* Objectives
[A] From the MolData and MetaSet documentation, output verbatim the passage that opens with the words "Data structure MolData" and closes with "forces of the molecule, of shape (n_frames, n_atoms, 3)".
[B] According to the MolData and MetaSet documentation, what shape is the embeds array of a MolData object?

##### Text excerpt

Basic bricks: MolData and MetaSet

Data structure MolData is the basic brick of the dataset. It holds embeds, coords and forces of certain number of frames for a single molecule. .sub_sample: method for performing indexing on the frames.

class mlcg.datasets.MolData(name, embeds, coords, forces, weights=None, exclusion_pairs=None)[source]

Data-holder for coordinates, forces and embedding vector of a molecule, e.g., opep_0000.

Parameters:
  • name (str) – Name of the molecule

  • embeds (ndarray) – Type embeddings for each atom, of shape (n_atoms,)

  • coords (ndarray) – Cartesian coordinates of the molecule, of shape (n_frames, n_atoms, 3)

  • forces (ndarray) – Cartesian forces of the molecule, of shape (n_frames, n_atoms, 3)

Data strcuture Metaset holds multiple molecules and joins their frame indices together. One can access frames of underlying MolData objects with a continuous index. The idea is that the molecules in a Metaset have similar numbers of CG beads, such that the sample requires similar processing time when passing through a neural network. When this rule is enforced, it will allow automatic balancing of batch composition during training and validation.

##########
##### Dataset content

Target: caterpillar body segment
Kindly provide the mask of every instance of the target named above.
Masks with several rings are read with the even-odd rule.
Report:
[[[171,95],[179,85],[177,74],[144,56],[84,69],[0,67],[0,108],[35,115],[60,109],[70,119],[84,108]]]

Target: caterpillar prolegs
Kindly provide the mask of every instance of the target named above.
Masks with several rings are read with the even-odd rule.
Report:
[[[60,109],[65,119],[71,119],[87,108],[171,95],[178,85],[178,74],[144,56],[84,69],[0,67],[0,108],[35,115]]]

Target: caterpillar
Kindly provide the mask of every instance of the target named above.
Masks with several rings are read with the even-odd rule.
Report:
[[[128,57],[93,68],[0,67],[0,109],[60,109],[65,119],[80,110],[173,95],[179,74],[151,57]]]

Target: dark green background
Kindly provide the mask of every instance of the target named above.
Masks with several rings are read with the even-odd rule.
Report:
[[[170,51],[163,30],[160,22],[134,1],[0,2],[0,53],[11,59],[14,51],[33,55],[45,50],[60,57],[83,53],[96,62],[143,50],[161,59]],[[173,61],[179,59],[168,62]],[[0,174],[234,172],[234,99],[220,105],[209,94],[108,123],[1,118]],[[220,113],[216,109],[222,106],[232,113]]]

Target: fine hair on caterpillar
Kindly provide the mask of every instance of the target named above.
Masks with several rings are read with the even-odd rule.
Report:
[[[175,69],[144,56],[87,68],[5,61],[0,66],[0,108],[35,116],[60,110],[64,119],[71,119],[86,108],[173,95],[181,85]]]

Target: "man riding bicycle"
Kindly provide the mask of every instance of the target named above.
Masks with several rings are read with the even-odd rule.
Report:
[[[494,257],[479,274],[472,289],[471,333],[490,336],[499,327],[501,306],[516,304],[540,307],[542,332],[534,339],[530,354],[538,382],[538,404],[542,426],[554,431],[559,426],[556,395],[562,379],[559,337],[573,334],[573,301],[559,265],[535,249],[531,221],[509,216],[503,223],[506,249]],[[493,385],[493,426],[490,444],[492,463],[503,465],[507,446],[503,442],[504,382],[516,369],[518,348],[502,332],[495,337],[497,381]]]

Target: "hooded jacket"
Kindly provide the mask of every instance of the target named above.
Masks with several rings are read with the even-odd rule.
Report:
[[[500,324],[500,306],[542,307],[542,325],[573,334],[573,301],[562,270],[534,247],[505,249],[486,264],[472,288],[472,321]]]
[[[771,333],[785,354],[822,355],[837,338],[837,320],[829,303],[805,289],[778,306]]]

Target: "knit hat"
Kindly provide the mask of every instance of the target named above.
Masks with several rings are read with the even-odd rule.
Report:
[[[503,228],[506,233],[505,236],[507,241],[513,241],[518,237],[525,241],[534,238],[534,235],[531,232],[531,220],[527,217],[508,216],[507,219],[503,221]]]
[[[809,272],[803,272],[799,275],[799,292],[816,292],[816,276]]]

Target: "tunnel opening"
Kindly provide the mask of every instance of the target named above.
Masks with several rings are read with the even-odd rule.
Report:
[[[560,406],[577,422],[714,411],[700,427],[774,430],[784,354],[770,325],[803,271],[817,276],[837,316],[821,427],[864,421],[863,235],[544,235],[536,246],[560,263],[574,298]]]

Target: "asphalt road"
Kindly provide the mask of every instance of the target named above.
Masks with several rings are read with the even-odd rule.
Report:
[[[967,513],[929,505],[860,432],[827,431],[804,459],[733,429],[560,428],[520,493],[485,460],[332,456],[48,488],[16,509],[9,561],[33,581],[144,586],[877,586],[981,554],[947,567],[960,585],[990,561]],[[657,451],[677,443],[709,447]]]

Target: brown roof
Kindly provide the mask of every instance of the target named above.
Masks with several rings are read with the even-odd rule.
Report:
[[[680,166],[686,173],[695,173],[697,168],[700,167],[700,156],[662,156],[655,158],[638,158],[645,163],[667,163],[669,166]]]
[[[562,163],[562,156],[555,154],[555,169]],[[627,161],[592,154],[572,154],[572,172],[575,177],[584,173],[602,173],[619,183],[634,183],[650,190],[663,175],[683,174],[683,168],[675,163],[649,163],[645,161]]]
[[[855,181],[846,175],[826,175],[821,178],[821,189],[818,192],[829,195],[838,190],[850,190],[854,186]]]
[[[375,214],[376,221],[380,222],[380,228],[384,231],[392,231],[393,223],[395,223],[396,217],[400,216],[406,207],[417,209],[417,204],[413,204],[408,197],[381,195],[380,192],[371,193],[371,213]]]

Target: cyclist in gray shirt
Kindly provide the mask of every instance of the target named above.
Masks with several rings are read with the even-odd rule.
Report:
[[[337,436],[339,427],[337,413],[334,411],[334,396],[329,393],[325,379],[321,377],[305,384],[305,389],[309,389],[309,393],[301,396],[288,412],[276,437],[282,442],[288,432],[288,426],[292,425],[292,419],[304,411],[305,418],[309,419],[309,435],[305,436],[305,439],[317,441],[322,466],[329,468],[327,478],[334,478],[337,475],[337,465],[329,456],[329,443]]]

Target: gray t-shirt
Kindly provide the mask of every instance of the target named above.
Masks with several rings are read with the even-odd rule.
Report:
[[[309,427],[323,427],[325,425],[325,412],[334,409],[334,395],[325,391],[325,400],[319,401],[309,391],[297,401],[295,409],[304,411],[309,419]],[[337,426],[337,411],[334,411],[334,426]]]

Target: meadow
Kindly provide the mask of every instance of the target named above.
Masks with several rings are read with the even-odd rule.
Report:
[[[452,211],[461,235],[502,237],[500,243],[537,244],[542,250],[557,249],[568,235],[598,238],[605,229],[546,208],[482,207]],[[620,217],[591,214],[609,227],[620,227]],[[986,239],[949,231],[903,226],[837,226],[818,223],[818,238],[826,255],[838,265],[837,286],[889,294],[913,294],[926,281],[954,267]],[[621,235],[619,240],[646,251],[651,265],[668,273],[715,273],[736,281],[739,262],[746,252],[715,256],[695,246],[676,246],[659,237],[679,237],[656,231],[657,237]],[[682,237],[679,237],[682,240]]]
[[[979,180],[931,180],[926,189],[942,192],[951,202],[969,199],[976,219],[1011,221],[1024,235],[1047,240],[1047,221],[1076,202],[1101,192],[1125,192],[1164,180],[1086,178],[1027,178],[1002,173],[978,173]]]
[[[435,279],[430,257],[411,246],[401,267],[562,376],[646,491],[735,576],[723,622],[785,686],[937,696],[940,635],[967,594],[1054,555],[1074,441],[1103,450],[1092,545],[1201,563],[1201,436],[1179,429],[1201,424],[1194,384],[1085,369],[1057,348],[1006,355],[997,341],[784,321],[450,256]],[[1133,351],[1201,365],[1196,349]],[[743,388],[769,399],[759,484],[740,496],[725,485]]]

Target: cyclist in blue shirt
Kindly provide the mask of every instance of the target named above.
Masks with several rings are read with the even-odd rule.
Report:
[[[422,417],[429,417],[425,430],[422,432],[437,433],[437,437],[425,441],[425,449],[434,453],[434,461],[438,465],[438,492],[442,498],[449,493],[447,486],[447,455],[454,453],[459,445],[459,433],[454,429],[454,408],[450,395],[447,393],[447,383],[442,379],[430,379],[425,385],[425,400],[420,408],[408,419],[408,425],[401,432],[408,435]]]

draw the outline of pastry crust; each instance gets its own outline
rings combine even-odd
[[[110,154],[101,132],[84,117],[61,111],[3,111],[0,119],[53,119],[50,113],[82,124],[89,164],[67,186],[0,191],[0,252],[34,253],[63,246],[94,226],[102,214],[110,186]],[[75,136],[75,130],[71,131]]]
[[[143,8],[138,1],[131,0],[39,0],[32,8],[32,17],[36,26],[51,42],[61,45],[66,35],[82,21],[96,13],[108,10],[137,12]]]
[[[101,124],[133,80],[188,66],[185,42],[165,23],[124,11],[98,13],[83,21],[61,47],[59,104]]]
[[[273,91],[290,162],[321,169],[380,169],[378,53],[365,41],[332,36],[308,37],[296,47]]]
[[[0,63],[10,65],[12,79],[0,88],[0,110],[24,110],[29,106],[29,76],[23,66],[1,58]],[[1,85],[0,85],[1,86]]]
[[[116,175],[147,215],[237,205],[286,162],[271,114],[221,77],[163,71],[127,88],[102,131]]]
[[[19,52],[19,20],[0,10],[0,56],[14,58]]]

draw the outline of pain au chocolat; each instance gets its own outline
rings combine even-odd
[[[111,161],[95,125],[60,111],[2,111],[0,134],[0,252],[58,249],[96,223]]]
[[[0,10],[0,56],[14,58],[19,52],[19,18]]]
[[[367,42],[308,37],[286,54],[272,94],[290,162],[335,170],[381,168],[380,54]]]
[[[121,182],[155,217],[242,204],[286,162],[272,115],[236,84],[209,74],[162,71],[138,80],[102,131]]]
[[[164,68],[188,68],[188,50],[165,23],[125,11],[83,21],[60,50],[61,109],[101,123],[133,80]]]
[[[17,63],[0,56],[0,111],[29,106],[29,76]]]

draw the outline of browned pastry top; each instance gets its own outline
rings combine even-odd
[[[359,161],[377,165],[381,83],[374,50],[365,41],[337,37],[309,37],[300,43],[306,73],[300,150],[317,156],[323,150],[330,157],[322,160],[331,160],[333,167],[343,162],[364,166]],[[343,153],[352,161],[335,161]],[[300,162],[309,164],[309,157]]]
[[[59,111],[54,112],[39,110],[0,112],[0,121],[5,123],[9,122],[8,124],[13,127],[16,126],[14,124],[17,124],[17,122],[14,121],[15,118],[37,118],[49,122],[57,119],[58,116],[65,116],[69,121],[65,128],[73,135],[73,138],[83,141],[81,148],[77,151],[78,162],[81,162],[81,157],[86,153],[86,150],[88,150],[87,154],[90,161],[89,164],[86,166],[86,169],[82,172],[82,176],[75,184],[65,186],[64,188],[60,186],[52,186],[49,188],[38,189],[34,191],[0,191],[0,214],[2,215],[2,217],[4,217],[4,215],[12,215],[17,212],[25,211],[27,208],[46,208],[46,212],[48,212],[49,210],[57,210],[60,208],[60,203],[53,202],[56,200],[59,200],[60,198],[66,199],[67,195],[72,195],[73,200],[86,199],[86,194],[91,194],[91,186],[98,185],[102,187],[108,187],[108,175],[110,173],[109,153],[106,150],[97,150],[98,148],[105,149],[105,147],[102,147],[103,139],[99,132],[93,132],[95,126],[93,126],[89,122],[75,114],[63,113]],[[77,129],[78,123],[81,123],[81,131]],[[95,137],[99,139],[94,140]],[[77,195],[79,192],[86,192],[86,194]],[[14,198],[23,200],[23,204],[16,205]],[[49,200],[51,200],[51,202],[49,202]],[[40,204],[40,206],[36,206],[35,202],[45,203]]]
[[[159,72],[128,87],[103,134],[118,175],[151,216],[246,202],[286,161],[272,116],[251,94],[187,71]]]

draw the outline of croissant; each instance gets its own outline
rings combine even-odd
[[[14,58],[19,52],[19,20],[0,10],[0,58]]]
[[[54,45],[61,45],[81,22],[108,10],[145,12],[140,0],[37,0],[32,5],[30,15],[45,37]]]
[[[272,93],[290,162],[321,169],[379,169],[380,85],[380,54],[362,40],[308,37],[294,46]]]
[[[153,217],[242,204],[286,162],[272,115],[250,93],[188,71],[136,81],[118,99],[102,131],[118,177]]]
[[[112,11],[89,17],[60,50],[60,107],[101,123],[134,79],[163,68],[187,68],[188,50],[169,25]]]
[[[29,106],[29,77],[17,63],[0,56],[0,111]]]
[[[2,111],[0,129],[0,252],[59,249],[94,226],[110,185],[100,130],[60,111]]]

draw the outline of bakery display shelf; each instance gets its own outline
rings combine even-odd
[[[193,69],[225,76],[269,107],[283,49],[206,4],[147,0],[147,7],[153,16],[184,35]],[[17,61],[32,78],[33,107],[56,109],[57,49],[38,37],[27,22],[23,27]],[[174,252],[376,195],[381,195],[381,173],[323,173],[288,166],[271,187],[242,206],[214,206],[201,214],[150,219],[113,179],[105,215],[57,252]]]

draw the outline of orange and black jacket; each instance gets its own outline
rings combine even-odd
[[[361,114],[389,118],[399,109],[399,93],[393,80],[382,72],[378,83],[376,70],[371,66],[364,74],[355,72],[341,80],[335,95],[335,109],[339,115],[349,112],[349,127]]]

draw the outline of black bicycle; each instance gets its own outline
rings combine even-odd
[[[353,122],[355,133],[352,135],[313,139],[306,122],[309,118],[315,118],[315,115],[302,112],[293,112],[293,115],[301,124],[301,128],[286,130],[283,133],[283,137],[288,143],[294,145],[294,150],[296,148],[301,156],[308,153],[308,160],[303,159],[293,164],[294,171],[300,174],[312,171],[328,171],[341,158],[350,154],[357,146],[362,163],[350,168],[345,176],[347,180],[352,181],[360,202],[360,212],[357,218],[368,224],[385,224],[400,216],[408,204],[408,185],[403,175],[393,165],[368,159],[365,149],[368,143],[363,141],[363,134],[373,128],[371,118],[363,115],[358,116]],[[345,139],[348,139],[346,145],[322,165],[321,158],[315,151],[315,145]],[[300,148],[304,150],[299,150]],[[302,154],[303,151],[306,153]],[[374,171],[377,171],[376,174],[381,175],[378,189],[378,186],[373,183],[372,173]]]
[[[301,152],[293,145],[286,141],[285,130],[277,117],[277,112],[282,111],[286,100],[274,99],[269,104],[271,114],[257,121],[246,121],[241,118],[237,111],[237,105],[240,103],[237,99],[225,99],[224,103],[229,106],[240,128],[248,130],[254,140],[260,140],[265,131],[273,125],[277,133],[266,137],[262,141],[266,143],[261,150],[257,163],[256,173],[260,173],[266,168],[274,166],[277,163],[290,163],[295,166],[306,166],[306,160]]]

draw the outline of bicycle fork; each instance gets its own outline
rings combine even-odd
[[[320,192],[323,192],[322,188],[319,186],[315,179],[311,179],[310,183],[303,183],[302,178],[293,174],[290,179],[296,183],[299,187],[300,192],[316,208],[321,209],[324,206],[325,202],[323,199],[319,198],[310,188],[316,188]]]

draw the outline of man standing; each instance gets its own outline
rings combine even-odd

##########

* Expected answers
[A]
Data structure MolData is the basic brick of the dataset. It holds embeds, coords and forces of certain number of frames for a single molecule. .sub_sample: method for performing indexing on the frames.

class mlcg.datasets.MolData(name, embeds, coords, forces, weights=None, exclusion_pairs=None)[source]

Data-holder for coordinates, forces and embedding vector of a molecule, e.g., opep_0000.

Parameters:
  • name (str) – Name of the molecule

  • embeds (ndarray) – Type embeddings for each atom, of shape (n_atoms,)

  • coords (ndarray) – Cartesian coordinates of the molecule, of shape (n_frames, n_atoms, 3)

  • forces (ndarray) – Cartesian forces of the molecule, of shape (n_frames, n_atoms, 3)

[B] (n_atoms,)